Set out every line of the data below as a numbered list, skipping any blank lines.

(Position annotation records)
*-*-*
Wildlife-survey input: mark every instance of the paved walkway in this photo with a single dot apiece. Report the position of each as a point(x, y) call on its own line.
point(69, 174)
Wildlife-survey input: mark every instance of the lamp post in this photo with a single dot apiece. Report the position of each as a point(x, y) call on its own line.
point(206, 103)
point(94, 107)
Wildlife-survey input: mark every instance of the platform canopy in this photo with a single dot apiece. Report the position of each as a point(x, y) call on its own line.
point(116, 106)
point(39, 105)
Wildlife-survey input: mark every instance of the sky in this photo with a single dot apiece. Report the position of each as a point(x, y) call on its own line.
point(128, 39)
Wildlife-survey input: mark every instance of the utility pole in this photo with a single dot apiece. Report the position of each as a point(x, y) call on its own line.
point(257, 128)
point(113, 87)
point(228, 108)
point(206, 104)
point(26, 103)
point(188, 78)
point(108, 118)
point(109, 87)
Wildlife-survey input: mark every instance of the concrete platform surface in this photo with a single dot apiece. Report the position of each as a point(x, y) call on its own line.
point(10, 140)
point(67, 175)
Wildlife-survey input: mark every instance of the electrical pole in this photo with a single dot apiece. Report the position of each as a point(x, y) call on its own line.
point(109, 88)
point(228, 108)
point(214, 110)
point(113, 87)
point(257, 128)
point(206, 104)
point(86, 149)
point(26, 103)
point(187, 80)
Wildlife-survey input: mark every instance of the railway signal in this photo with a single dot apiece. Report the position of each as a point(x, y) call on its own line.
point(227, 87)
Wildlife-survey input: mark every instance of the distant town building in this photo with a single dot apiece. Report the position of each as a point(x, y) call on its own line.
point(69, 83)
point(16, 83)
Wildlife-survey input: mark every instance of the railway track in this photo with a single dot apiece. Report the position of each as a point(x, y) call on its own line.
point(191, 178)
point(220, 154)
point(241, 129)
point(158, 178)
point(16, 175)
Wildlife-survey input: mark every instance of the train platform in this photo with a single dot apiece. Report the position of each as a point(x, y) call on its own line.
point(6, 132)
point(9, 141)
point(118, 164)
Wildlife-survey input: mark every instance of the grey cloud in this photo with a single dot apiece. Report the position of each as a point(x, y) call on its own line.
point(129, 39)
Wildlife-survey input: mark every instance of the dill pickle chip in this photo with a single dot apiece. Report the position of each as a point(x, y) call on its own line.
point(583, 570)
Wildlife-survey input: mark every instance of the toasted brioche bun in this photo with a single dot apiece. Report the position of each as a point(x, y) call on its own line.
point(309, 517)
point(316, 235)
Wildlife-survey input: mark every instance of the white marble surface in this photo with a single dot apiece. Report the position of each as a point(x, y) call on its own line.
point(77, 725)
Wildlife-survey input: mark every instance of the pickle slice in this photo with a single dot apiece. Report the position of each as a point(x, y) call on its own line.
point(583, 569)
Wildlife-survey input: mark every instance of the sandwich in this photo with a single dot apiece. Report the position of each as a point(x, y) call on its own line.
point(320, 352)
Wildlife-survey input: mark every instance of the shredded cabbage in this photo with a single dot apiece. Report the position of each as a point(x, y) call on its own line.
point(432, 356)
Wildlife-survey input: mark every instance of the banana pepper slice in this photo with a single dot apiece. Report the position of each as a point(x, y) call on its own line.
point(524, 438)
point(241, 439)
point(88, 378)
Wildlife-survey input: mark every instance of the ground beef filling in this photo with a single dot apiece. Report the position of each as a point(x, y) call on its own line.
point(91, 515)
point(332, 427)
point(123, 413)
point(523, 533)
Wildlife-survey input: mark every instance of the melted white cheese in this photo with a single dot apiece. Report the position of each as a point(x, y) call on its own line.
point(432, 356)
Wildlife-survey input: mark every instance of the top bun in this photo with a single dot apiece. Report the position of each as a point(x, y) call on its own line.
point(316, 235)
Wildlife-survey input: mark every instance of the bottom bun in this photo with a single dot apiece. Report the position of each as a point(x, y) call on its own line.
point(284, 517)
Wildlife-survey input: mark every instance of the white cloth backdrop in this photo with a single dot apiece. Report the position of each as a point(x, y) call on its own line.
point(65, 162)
*-*-*
Task answer:
1. Wildlife-survey input: mark every instance of the paved walkway in this photo with a single dot apiece. Report the position of each as a point(x, y) call on its own line.
2. point(69, 174)
3. Wildlife-survey input: mark every instance of the lamp post in this photo with a single dot apiece. Report the position of each as a point(x, y) call on its own line.
4. point(206, 103)
5. point(94, 107)
6. Wildlife-survey input: mark every instance of the platform canopy in this photo with a single dot apiece. Report the position of each as a point(x, y) call on its own line.
7. point(116, 106)
8. point(39, 105)
9. Wildlife-survey input: mark every instance of the sky in this photo with a single dot apiece. Report the position of each as a point(x, y) call on its own line.
10. point(128, 39)
11. Wildlife-survey input: mark every instance of the utility pole in this photo with a single dot apiece. Report the position of each as a point(x, y) call on its own line.
12. point(257, 128)
13. point(113, 87)
14. point(228, 108)
15. point(206, 104)
16. point(26, 103)
17. point(188, 78)
18. point(108, 118)
19. point(109, 87)
20. Wildlife-survey input: mark every instance of the concrete platform surface in this photo with a single dot apiece. Report the position of each as a point(x, y) call on its own line.
21. point(10, 140)
22. point(67, 175)
23. Wildlife-survey input: mark every instance of the electrical pole in this photo with a single dot apiece. Report the position of each as a point(x, y) call on its own line.
24. point(109, 88)
25. point(228, 108)
26. point(214, 110)
27. point(113, 87)
28. point(257, 128)
29. point(206, 104)
30. point(86, 149)
31. point(26, 103)
32. point(187, 80)
33. Wildlife-survey input: mark every instance of the railway signal in this photo with a single dot apiece. Report the position of each as a point(x, y) call on its own line.
34. point(227, 87)
35. Wildlife-survey input: mark every instance of the distant town building in this photo with a single dot apiece. Report the position of each as a point(x, y) call on its own line.
36. point(69, 83)
37. point(16, 83)
38. Wildlife-survey input: mark every instance of the railway track in this photo with a single dot apiece. Report the position of each as a point(x, y) call on its own line.
39. point(191, 178)
40. point(220, 154)
41. point(241, 129)
42. point(158, 178)
43. point(16, 175)
44. Wildlife-survey input: mark every instance of the train platform in this photo with a single dot apiece. Report the position of each as a point(x, y) call on its own line.
45. point(6, 132)
46. point(9, 141)
47. point(118, 164)
48. Wildlife-survey input: mark every instance of the grey cloud in this photo with a single dot apiece. Report the position of each as a point(x, y) call on its own line.
49. point(129, 39)
50. Wildlife-survey input: mark every instance of the dill pickle chip in this photo with a single dot apiece. Report the position of each as a point(x, y) call on its own line.
51. point(583, 570)
52. Wildlife-survey input: mark every instance of the toasted brioche bun in this photo with a single dot apiece. Report the position of each as a point(x, y) call on its own line.
53. point(309, 517)
54. point(316, 235)
55. Wildlife-survey input: mark every instance of the white marble surface in this photo with a single dot apiece. Report the position of each as a point(x, y) call on its own line.
56. point(77, 725)
57. Wildlife-survey input: mark every instance of the pickle slice in this photo with a single dot apiece. Report the position of each as a point(x, y) call on its own line.
58. point(583, 569)
59. Wildlife-survey input: mark every instance of the sandwich in this photo with a single dot apiece. Report the position of each as a point(x, y) call on its own line.
60. point(320, 352)
61. Wildlife-survey input: mark every instance of the shredded cabbage in this photo with a single dot apiece. Report the position of each as a point(x, y) call on its own line.
62. point(432, 356)
63. Wildlife-survey input: mark every instance of the banana pepper slice in this photo with a single dot apiece. Report the position of each as a point(x, y) call on its own line.
64. point(524, 438)
65. point(241, 439)
66. point(88, 378)
67. Wildlife-survey input: mark every instance of the ground beef filling in this photo with a single dot apiece. Report the position of each as a point(x, y) call on its own line.
68. point(91, 515)
69. point(332, 427)
70. point(123, 413)
71. point(523, 533)
72. Wildlife-survey input: mark every instance of the melted white cheese in this photo with a single dot apiece. Report the position of each as a point(x, y) call on its own line.
73. point(432, 356)
74. Wildlife-survey input: mark every instance of the top bun in this photo with a single dot apiece. Report the position of each as a point(x, y) call on its own line.
75. point(316, 235)
76. Wildlife-survey input: mark every instance of the bottom bun in this photo with a single dot apiece. Report the position of each as a point(x, y) call on its own line.
77. point(284, 517)
78. Wildlife-survey input: mark every instance of the white cloth backdrop in this photo with a single dot apiece. Report the position of each as a point(x, y) call on its own line.
79. point(65, 162)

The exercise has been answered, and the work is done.